> Problem to solve
In the data that follows, find the line with "flap in this picture */"; transcribe it, every later line up to the one with "mane in this picture */", and that line as well, exactly and with no others.

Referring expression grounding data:
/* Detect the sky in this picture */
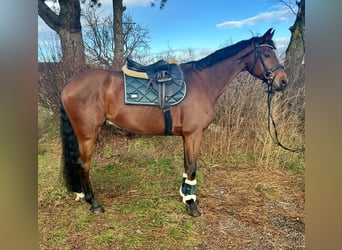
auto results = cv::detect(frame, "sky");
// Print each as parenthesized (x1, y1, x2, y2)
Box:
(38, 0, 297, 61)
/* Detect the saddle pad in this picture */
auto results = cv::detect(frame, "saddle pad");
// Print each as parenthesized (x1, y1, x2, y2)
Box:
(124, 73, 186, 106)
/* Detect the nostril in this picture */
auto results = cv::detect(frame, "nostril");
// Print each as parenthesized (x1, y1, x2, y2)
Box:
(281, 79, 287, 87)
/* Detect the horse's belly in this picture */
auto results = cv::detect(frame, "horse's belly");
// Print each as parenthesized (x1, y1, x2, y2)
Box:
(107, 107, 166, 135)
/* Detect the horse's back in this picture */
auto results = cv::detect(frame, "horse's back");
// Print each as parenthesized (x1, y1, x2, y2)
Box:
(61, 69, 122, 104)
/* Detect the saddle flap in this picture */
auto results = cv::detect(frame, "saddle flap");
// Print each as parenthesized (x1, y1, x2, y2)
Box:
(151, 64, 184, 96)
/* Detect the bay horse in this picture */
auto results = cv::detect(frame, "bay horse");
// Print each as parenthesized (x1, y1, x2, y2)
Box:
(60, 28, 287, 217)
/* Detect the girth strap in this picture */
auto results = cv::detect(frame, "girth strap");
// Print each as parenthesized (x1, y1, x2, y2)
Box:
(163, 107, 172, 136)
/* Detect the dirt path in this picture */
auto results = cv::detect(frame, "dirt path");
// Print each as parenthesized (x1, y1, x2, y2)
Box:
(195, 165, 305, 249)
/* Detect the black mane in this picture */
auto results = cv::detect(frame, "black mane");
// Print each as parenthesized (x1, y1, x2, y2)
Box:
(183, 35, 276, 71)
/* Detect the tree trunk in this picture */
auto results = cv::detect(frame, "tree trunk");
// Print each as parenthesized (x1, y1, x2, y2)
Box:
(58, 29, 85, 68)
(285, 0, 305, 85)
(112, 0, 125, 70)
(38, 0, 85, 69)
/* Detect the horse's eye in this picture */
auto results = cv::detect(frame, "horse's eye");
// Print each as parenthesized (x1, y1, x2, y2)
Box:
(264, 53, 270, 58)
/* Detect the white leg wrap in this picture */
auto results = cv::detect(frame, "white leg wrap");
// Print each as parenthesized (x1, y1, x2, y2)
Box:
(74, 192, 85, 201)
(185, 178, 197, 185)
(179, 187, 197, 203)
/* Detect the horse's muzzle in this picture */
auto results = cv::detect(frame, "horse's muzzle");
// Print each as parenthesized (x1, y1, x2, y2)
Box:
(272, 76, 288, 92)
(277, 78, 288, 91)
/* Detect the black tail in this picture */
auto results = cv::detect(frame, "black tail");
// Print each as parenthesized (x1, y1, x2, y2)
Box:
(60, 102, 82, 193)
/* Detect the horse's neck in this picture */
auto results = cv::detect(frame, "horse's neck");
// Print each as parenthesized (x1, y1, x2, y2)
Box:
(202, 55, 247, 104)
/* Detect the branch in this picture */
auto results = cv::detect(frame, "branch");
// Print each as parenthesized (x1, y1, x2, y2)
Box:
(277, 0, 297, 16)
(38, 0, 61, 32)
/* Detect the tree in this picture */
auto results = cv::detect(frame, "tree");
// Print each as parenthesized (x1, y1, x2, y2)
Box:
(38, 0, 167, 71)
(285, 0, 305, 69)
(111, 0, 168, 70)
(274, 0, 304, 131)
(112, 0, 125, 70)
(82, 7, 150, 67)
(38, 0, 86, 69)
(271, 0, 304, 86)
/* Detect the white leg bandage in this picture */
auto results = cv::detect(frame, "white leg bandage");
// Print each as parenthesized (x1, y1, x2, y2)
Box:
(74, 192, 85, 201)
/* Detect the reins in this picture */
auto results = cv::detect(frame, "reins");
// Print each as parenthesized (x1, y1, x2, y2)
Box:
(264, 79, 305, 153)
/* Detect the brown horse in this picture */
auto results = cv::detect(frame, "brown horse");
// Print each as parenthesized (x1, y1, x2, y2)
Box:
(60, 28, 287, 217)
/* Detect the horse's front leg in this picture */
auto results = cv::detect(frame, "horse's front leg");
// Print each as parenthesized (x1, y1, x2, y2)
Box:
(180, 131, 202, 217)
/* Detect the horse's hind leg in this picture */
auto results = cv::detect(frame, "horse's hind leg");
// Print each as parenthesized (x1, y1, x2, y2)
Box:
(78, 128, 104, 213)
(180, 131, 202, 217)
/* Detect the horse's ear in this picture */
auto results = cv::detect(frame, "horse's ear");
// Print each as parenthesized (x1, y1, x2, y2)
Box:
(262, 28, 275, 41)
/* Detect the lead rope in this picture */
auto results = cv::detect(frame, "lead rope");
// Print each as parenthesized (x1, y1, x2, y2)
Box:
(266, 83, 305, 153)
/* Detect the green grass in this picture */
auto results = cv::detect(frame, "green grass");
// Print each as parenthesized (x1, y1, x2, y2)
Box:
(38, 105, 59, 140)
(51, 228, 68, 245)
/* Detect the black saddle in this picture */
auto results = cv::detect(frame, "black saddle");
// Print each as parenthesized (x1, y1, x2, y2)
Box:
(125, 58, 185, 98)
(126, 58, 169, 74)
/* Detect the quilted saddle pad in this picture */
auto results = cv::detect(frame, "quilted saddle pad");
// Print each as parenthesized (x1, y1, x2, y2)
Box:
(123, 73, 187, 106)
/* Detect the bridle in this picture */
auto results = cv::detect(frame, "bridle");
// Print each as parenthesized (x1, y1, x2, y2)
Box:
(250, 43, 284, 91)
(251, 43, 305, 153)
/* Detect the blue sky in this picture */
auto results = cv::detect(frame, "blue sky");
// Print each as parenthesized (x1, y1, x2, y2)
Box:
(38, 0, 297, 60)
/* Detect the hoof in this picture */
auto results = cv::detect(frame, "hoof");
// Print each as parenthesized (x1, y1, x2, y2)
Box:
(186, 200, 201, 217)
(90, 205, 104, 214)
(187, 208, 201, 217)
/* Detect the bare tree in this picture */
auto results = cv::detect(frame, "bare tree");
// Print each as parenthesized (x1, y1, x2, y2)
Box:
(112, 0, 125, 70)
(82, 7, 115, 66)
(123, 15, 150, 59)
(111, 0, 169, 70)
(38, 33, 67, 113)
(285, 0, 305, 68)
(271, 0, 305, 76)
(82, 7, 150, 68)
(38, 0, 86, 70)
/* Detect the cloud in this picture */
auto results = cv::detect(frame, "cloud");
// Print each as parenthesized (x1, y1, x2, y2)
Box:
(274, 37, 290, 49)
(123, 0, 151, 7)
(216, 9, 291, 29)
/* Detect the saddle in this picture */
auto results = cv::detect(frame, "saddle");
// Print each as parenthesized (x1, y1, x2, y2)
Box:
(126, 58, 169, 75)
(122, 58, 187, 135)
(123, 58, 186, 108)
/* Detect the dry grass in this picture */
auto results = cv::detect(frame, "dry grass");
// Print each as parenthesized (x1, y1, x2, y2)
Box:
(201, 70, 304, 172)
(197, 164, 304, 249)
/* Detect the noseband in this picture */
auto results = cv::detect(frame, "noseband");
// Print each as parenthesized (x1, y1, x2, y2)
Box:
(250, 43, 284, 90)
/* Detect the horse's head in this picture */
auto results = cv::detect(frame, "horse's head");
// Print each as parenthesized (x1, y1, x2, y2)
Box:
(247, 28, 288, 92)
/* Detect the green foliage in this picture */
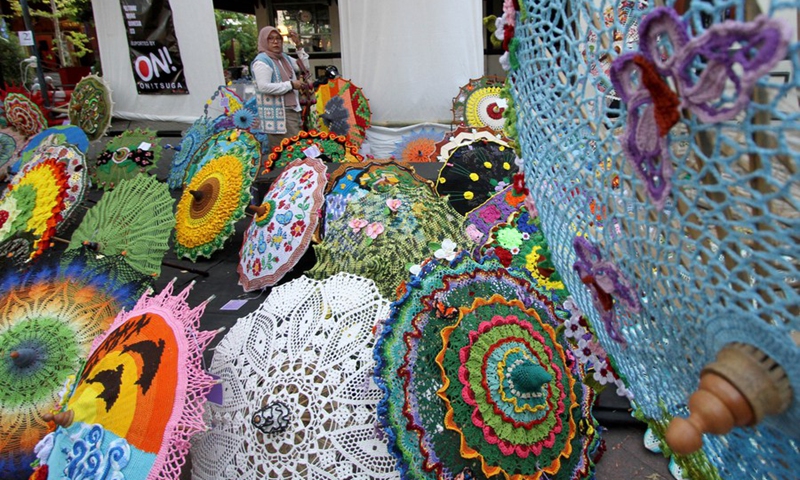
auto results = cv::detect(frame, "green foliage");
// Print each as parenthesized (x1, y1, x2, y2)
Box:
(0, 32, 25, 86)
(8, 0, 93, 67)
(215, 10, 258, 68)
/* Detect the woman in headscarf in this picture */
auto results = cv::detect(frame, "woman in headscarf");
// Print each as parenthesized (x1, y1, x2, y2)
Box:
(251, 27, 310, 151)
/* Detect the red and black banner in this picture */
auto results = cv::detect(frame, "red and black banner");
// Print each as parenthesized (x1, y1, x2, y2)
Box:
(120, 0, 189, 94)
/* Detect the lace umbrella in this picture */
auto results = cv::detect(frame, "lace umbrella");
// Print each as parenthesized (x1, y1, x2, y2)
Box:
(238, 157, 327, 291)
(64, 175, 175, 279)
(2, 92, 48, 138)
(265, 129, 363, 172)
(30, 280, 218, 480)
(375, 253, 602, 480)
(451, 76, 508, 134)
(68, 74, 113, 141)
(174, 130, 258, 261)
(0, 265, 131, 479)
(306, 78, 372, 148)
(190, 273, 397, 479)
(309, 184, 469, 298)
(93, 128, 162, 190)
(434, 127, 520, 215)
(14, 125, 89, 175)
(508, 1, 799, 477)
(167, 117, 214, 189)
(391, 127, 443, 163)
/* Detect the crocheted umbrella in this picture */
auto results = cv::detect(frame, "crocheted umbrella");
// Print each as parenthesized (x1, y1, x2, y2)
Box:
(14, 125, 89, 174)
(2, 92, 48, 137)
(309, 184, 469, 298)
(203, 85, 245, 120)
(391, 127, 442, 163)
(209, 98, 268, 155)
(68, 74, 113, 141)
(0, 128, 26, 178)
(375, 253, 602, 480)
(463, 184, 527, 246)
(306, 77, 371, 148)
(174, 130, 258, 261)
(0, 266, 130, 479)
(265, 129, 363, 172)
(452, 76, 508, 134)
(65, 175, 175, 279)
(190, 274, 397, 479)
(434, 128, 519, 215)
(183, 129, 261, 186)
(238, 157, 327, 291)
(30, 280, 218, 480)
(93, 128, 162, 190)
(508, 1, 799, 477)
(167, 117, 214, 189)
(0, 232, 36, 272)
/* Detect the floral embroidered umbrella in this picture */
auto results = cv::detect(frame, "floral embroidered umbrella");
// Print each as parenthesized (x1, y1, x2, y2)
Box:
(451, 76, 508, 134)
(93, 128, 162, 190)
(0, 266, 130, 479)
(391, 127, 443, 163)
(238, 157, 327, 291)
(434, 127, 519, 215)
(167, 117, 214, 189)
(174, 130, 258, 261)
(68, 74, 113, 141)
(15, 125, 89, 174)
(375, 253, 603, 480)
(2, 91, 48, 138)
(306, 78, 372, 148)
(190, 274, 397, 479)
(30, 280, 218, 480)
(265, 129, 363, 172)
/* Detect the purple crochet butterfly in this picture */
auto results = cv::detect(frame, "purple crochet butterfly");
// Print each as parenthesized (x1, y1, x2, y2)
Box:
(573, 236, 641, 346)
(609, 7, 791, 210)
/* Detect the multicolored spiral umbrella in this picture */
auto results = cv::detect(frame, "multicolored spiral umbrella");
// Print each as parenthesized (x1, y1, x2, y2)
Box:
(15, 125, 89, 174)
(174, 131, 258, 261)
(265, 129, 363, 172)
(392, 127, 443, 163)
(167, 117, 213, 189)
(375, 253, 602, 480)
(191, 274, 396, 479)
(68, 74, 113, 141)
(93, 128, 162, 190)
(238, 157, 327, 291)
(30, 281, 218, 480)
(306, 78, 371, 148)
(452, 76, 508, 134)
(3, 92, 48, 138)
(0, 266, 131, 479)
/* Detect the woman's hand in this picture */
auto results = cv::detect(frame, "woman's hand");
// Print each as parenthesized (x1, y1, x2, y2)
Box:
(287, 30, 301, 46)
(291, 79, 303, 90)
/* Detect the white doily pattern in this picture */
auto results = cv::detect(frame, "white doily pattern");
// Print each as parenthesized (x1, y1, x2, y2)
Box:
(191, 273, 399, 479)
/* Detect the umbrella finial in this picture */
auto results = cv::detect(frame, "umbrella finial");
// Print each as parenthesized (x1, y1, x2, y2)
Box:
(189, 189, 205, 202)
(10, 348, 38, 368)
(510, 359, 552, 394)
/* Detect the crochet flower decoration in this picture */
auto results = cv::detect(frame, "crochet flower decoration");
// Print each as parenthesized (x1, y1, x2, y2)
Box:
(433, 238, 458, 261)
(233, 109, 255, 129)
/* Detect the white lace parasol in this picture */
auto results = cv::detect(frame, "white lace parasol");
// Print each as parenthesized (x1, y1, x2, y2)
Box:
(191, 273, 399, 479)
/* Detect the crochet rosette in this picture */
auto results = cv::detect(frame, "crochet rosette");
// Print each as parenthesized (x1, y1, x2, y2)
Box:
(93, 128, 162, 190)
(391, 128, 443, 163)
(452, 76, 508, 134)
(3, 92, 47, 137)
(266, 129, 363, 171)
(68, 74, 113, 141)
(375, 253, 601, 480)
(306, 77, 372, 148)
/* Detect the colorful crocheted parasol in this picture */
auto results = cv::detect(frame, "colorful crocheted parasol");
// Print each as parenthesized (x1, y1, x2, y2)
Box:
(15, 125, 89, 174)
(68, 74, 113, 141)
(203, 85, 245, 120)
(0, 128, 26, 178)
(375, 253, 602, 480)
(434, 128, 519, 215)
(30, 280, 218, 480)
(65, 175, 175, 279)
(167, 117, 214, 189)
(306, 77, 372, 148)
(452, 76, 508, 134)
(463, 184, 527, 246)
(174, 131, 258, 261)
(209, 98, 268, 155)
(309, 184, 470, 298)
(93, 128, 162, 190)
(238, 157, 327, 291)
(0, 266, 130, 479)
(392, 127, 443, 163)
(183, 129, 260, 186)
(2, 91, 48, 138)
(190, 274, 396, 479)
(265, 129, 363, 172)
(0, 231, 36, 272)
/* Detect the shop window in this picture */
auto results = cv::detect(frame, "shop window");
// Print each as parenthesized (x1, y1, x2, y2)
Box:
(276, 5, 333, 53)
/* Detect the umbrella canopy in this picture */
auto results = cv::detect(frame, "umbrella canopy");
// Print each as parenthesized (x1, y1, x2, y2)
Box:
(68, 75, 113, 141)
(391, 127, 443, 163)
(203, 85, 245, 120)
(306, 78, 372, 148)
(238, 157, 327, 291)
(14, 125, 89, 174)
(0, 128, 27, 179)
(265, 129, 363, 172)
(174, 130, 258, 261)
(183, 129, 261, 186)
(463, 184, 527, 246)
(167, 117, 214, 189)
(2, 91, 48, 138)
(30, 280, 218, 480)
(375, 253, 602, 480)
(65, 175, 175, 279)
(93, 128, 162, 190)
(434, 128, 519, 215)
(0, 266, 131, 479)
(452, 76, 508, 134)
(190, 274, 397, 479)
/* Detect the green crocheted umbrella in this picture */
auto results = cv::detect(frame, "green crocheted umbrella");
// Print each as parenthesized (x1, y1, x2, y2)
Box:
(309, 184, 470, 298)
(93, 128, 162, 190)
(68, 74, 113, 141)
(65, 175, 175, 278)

> Solution to this task
/* Detect the saddle flap in this picture */
auto results = cv::detect(frame, "saddle flap");
// Print each as parenthesized (x1, y1, x2, y2)
Box:
(151, 64, 184, 96)
/* Detect the bay horse in this picture */
auto results = cv::detect(frame, "bay horse");
// Print each as parenthesized (x1, y1, x2, y2)
Box:
(60, 28, 287, 217)
/* Detect the girth strap in this picture */
auto results = cv::detect(frame, "girth strap");
// Print each as parenthesized (x1, y1, x2, y2)
Box:
(163, 107, 172, 136)
/* Detect the dirt path in this picture */
auto results = cv::detect(frame, "dirt path");
// Print each as parenthesized (x1, y1, x2, y2)
Box:
(195, 165, 305, 249)
/* Detect the black mane in this picture */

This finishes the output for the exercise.